RECORDS SUPPLIED
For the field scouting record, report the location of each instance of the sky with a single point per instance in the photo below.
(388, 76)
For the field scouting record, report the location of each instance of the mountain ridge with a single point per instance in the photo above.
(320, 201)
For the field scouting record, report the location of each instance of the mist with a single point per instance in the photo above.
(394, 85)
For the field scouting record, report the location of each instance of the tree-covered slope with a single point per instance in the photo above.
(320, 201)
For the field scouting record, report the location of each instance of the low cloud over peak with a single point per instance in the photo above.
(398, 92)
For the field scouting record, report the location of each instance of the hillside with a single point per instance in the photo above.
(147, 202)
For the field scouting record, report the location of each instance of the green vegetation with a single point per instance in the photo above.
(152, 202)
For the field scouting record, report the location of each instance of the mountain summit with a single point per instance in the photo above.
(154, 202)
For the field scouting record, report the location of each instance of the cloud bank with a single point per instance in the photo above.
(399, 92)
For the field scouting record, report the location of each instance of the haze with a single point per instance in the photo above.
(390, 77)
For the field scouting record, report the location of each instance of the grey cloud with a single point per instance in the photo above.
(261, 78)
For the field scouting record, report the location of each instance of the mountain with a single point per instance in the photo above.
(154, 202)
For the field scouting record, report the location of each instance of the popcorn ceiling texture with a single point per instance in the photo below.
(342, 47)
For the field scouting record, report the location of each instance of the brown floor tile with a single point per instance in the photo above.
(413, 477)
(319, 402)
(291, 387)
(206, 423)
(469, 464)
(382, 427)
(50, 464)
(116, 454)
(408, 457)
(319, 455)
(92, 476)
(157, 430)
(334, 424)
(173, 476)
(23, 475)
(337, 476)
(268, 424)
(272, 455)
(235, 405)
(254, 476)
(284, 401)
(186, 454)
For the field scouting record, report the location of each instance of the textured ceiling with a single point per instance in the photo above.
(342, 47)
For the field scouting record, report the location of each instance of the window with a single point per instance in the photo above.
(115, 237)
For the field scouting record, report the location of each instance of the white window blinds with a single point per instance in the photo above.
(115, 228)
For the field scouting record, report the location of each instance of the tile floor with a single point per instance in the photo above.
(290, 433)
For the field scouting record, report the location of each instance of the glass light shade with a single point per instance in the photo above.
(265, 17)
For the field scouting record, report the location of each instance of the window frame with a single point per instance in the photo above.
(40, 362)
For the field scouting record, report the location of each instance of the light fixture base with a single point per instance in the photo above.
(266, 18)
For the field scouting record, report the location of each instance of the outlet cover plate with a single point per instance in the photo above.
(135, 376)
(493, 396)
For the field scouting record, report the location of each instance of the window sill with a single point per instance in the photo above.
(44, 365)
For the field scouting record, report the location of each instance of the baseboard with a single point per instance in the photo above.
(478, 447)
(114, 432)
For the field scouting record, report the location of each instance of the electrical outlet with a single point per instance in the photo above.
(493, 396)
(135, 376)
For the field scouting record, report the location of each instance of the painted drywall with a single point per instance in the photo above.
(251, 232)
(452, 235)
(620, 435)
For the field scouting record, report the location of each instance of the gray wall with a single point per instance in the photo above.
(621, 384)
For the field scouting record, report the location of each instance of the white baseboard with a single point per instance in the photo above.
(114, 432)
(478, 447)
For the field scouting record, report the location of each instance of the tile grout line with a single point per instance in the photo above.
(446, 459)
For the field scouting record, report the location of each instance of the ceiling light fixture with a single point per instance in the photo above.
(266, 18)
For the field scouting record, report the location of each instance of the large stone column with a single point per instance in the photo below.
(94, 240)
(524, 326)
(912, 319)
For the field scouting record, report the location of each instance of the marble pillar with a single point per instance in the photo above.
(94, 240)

SET TASK
Reproduce each entry word for word.

OUTPUT
For the field scouting record, report the location of each instance of the sky with a single point per instance in the photo below.
(388, 76)
For the field scouting record, report the location of each instance of the mountain ridge with a single point per instance in the photo above.
(320, 201)
For the field scouting record, report the location of each instance of the mist with a single point per instance in the photo above.
(394, 85)
For the field scouting record, report the location of each instance of the tree-covered slope with a single point per instance in the photo above.
(320, 201)
For the field scouting record, report the location of each instance of the low cloud over peak with a single point per instance in the photo above.
(398, 92)
For the field scouting record, report the location of each instance of the hillside with a single point per instance in the photo above.
(147, 202)
For the field scouting record, report the location of each instance of the green vegetation with a single point per instance in the photo above.
(152, 202)
For the field scouting record, report the location of each instance of the mountain summit with a single point per instance in the photo above.
(154, 202)
For the field scouting record, report the location of each instance of the cloud bank with a single point per instance in the photo above.
(399, 92)
For the field scouting record, report the location of each instance of the haze with a single point per instance in the photo above.
(390, 77)
For the field scouting record, report the location of each instance of the grey cloud with a single point per instance in the photo above.
(261, 78)
For the field scouting record, report the location of each instance of the mountain with a single point per instance in the photo above.
(154, 202)
For the field scouting record, report the location of each instance of the popcorn ceiling texture with a single point per instance in the photo below.
(342, 47)
For the field scouting record, report the location of each instance of the brown floor tile with a single point per instance in the photo above.
(413, 477)
(319, 402)
(291, 387)
(206, 423)
(469, 464)
(382, 427)
(50, 464)
(116, 454)
(408, 457)
(319, 455)
(92, 476)
(157, 430)
(334, 424)
(173, 476)
(23, 475)
(337, 476)
(268, 424)
(272, 455)
(235, 405)
(254, 476)
(284, 401)
(186, 454)
For the field scouting record, report the location of each instance of the textured ceiling with a single point per instance in the photo above.
(342, 47)
For the field scouting record, report the location of each instance of the window with a single point per instance in the photo above.
(115, 237)
For the field scouting record, report the location of each instance of the white window blinds with a single point per instance in the photo above.
(115, 228)
For the field scouting record, report the location of each instance of the tile floor with a single point per instance in the photo above.
(290, 433)
For the field scouting record, report the location of each instance of the glass light shade with a single point per instance in the photo above.
(265, 17)
For the field scouting record, report the location of each instance of the window frame with a single point per instance in the photo above.
(40, 362)
For the field scouting record, report the location of each instance of the light fixture base with a single point per instance in the photo above.
(266, 18)
For the field scouting record, report the location of each instance of the outlet cover plate with a single point per instance in the photo above.
(135, 376)
(493, 396)
For the field scouting record, report the location of each instance of the window sill with a single point per instance in the photo above.
(44, 365)
For the field scouting record, report the location of each instance of the baseboard with a single point per instance in the photo above.
(478, 447)
(114, 432)
For the field scouting record, report the location of each instance of the electrical outlet with a single point per instance in the photo above.
(493, 396)
(135, 376)
For the field scouting record, report the location of each instance of the painted drywall with a single point per instance in the photo above.
(251, 232)
(452, 235)
(620, 435)
For the field scouting record, report the location of each instance of the gray wall with a single point per instance in the photo above.
(621, 384)
For the field scouting record, report the location of each instance of the white baseboard with a single point per instance in the photo above.
(114, 432)
(478, 447)
For the field scouting record, report the location of each instance of the tile grout line with a single point per instance in the photo above.
(446, 459)
For the field scouting record, report the location of each instance of the ceiling light fixture with a single point per instance in the photo above.
(266, 18)
For the field scouting record, report the location of each instance of the large stone column with a single point per instance in the photo below.
(94, 240)
(524, 326)
(912, 319)
For the field scouting record, report the location of each instance of the marble pillar with a single point per instance in the photo above.
(94, 240)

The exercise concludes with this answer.